**Work to be completed**
Copy out the lines of the records below, and only those lines, from the one with "Locate the white paper" through the one with "Locate the dark", exactly as they appear.

=== Data ===

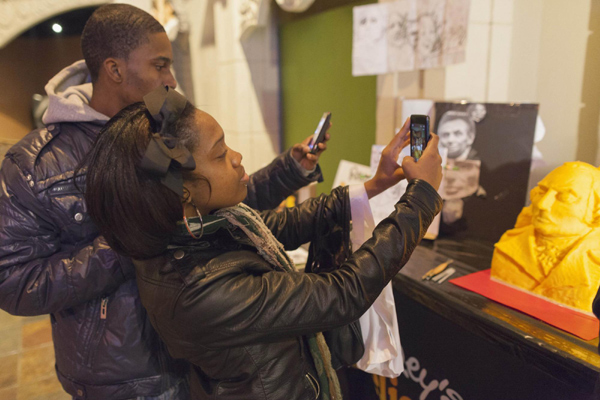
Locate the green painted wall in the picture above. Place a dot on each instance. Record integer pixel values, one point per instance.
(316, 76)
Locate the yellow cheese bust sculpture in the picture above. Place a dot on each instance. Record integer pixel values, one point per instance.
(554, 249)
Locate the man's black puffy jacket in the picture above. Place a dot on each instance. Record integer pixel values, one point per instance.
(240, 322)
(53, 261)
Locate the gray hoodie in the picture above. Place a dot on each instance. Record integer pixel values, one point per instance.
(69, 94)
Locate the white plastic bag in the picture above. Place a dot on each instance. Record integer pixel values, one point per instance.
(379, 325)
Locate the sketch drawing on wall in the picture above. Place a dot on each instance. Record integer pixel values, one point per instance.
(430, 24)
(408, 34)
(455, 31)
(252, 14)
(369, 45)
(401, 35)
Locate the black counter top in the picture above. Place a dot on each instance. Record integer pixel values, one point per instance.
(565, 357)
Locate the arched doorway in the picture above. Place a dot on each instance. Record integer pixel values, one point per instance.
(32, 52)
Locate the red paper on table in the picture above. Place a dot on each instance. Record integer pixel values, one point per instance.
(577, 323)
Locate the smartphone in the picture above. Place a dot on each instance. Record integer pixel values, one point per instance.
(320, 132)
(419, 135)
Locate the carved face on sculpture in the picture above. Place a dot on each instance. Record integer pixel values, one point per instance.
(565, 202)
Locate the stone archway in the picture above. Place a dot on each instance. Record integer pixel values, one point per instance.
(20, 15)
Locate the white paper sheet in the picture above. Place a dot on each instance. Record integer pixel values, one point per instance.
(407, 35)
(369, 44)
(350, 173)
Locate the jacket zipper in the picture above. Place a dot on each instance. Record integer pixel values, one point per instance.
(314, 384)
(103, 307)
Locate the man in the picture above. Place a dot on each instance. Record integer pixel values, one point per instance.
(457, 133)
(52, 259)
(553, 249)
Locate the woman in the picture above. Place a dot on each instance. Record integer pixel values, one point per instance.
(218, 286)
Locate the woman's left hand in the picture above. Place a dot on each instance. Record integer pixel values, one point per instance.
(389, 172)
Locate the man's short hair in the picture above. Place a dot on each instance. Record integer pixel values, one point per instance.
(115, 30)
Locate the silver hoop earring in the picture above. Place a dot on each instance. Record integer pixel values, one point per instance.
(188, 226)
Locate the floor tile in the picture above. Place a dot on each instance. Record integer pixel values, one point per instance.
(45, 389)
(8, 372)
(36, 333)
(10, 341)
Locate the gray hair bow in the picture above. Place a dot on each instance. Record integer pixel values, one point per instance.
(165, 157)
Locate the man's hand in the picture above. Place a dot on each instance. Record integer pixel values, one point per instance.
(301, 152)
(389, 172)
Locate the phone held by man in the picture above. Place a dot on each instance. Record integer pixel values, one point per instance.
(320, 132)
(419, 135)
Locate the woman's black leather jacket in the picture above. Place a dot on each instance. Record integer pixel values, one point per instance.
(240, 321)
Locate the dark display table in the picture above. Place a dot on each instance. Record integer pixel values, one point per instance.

===
=== Data ===

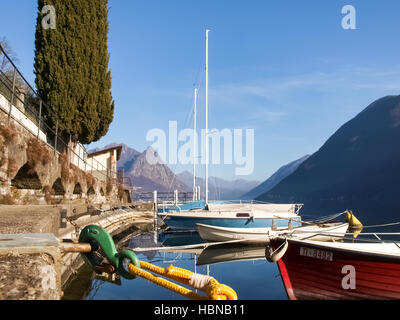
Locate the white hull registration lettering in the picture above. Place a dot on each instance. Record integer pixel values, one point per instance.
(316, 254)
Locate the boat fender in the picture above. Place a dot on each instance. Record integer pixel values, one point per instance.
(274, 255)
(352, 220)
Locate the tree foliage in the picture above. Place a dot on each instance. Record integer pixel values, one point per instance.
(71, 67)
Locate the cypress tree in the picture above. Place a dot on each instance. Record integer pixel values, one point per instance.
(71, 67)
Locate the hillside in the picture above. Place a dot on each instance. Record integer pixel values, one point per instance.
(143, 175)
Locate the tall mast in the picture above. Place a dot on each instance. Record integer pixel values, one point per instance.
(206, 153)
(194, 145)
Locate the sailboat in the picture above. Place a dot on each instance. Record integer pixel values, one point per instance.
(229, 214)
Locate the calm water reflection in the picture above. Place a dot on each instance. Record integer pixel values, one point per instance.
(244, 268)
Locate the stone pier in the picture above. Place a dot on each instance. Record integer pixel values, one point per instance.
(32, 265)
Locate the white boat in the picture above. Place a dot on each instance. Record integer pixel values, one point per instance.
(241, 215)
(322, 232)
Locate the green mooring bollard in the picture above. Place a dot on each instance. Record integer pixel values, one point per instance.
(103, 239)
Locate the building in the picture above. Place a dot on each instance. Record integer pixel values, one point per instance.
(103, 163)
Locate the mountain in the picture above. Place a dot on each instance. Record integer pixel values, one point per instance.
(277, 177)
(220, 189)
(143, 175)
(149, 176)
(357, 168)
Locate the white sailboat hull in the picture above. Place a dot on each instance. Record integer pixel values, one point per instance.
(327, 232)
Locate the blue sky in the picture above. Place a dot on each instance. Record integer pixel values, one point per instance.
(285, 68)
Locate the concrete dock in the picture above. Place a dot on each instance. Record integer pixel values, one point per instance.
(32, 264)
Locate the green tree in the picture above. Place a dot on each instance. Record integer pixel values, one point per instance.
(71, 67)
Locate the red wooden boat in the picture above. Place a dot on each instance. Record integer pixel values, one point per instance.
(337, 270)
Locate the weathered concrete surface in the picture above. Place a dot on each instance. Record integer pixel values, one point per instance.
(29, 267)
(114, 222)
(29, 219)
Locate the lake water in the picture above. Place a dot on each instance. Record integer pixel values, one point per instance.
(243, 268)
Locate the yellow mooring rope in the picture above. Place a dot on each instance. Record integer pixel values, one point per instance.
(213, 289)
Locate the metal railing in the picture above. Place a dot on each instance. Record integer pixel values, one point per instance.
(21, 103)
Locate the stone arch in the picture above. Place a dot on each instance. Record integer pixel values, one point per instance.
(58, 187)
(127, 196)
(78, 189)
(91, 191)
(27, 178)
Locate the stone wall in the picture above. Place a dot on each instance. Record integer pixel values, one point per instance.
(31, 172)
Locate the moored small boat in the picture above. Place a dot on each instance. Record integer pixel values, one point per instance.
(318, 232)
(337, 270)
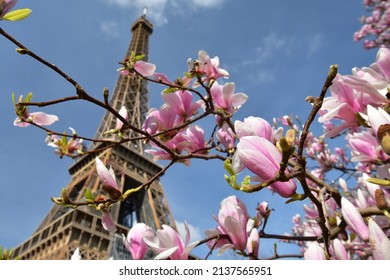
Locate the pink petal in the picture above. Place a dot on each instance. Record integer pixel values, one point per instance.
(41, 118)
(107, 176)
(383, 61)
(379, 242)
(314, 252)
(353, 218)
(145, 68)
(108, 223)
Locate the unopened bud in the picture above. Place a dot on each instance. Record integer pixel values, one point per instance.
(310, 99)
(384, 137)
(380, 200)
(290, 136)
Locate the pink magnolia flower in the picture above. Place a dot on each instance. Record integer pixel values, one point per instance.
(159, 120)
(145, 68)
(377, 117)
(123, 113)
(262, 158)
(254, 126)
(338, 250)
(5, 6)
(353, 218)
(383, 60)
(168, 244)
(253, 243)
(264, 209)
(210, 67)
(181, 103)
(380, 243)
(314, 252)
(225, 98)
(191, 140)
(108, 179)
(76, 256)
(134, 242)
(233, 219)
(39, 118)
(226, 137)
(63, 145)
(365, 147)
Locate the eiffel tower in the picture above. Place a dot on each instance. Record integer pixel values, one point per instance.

===
=== Data ===

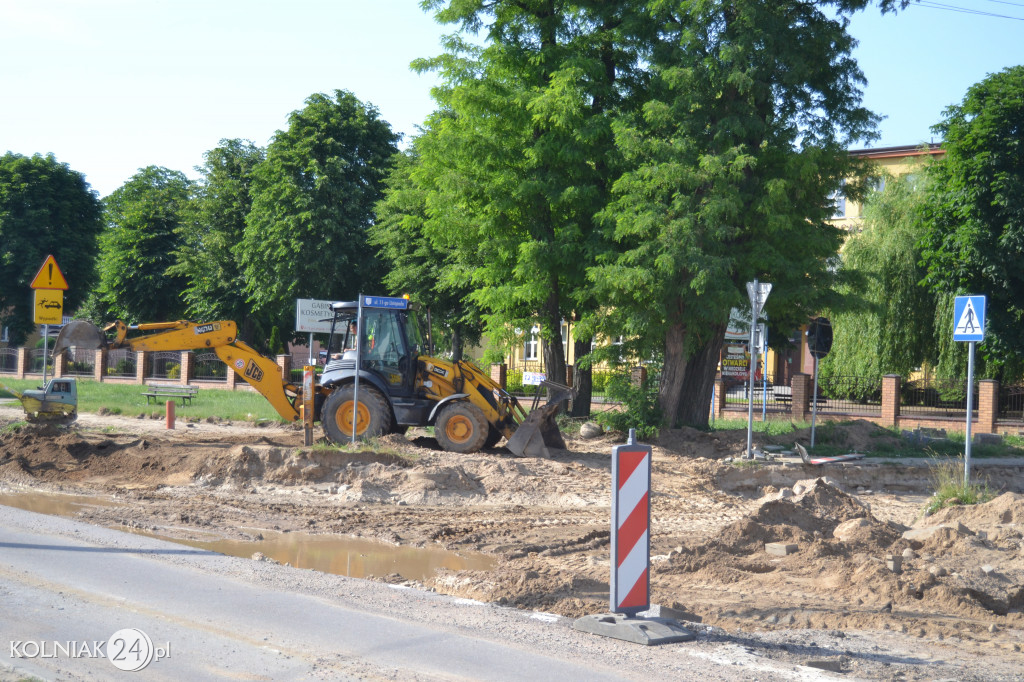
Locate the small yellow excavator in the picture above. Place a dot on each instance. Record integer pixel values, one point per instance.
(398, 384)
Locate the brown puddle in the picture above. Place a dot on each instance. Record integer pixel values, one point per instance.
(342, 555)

===

**Exercise answer**
Locate the white paper sheet in the picture above. Place a dot on each instance. Record integer pixel values, one point per instance.
(407, 35)
(369, 44)
(350, 173)
Locate the jacket zipper in the picture above. Place a dot on each instance. Record integer pixel values, one point per instance.
(314, 384)
(103, 307)
Locate the man in the picture above. Place a dot on each instance. Record integer pixel values, one point per instance.
(457, 133)
(52, 259)
(553, 249)
Locate the woman in the picture above. Place a dot on each instance. Record integer pixel values, one point per instance.
(218, 286)
Locate the woman's left hand in the picture above. Place a dot on each instance. Record integer pixel values, one point per instance.
(389, 172)
Locate the man's short hair in the picture above. Place a dot on each instance. Record integer pixel values, one point per instance.
(115, 30)
Locate the silver hoop earring in the picture above. Place a dot on each instance. Record integer pixel values, one point per instance.
(188, 226)
Locate the floor tile in the picture above. Place a dot on each instance. Record integer pixel values, one point per instance.
(45, 389)
(8, 372)
(36, 333)
(10, 341)
Locate the gray hair bow in the picture above. Place a dot on each instance. Record integer pixel values, one point per instance.
(165, 157)
Locate the man's hand in the picture above. Place a dot on each instance. Record integer pixel values, one point per instance.
(301, 152)
(389, 172)
Locate the phone held by man in the picture above. Place a dot on each instance. Record integer pixel values, one point per instance.
(320, 132)
(419, 135)
Locate the woman's black leather jacket in the picture above. Place a dot on each instance. Record integer pixel values, one point per instance.
(240, 321)
Locate the dark display table in the picture above. Place a dot on each instance. Record integer pixel values, one point per instance.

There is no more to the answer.